▶ **Text section**

Skip to content

Shweta-Portfolio/Clinical-RAG-Parkinsons

Repository files navigation

Clinical RAG Pipeline — Parkinson's & Alzheimer's Literature

A Retrieval-Augmented Generation (RAG) system for clinical question-answering over neurodegenerative disease research literature. Built as a demonstration of applied clinical NLP skills for doctoral research in clinical data science.


Motivation

Clinical research teams working with large volumes of biomedical literature face significant challenges in retrieving disease specific evidence efficiently. Manually searching and synthesising hundreds of abstracts is time-consuming and prone to gaps.

This pipeline demonstrates how RAG architectures can support evidence-based clinical question answering directly relevant to clinical data science research in neurodegenerative diseases such as Parkinson's and Alzheimer's. It is designed with scalability in mind: the same architecture applies to patient level EHR text, discharge summaries, and structured clinical databases.

▶ **Exercise goal**
Repeat the part of the clinical RAG pipeline page starting at "Clinical RAG Pipeline" and ending at "prone to gaps.". You won't need the lines that come next.

▶ **Listed entries**

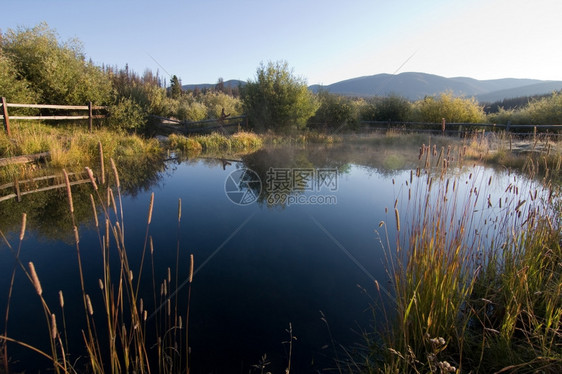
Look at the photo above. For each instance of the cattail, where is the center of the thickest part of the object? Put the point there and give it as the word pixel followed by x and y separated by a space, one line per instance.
pixel 115 173
pixel 102 167
pixel 68 191
pixel 112 197
pixel 107 233
pixel 23 223
pixel 179 210
pixel 35 279
pixel 89 305
pixel 150 208
pixel 92 179
pixel 54 330
pixel 94 210
pixel 190 268
pixel 61 299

▶ **Expected answer**
Clinical RAG Pipeline — Parkinson's & Alzheimer's Literature

A Retrieval-Augmented Generation (RAG) system for clinical question-answering over neurodegenerative disease research literature. Built as a demonstration of applied clinical NLP skills for doctoral research in clinical data science.


Motivation

Clinical research teams working with large volumes of biomedical literature face significant challenges in retrieving disease specific evidence efficiently. Manually searching and synthesising hundreds of abstracts is time-consuming and prone to gaps.